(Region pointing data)
Start of Block
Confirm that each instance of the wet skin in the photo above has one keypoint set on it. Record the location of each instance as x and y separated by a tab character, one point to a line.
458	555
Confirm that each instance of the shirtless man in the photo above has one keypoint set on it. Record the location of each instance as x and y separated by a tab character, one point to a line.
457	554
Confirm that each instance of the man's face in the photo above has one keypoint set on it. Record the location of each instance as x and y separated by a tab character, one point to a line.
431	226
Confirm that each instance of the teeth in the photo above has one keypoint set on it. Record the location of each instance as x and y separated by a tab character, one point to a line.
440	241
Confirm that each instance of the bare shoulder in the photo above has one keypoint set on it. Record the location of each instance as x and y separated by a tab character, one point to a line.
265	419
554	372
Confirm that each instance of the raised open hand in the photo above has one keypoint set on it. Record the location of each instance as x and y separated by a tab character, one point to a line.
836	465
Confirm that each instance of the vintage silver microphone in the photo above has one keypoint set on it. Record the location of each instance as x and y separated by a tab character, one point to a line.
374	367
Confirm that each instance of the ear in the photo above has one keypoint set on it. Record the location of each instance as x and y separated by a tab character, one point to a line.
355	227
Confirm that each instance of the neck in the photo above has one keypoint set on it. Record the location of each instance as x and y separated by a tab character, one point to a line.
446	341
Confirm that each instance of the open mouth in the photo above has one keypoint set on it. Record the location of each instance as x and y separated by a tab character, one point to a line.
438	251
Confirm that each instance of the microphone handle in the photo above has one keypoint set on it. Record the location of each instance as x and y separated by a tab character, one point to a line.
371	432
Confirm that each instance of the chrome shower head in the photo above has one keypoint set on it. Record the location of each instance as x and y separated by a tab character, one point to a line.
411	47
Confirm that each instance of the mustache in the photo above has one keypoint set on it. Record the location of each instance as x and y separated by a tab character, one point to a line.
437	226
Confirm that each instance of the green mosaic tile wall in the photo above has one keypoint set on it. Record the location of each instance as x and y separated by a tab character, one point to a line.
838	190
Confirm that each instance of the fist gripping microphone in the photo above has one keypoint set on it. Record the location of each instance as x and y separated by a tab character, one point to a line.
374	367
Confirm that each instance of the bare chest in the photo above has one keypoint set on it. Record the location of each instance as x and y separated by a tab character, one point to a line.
End of Block
**EXERCISE**
Reproduce, word for word, the lines of the data from the one that contains "Confirm that each instance of the microphone" to the end, both ends included.

**EXERCISE RESULT**
Confirm that each instance of the microphone handle in the photo above has one keypoint set on it. Record the location of each instance as x and y separated by a tab character, one point to a line.
371	432
Confirm that each instance of the chrome shower head in the photo above has one keypoint set on it. Record the location of each instance as x and y separated by a tab character, one point to a line.
411	47
Confirm that each instance of the mustache in the photo above has one keypoint set on it. Record the location of each instance as x and y separated by a tab character, one point to a line.
437	226
Confirm that each instance of the green mosaic tile wall in the photo above has one keypoint set on it. Record the location of each instance as x and y separated by a tab character, one point to a line.
838	190
Confirm that each instance of the fist gripping microphone in the photo above has one keypoint set on it. Record the location of each instance as x and y separated by a tab character, one point to a line.
374	367
Confirm that each instance of the bare chest in the photo above has one keypoint set on it. Record the location of each instance as x and y separated by a tab character, one point to a line.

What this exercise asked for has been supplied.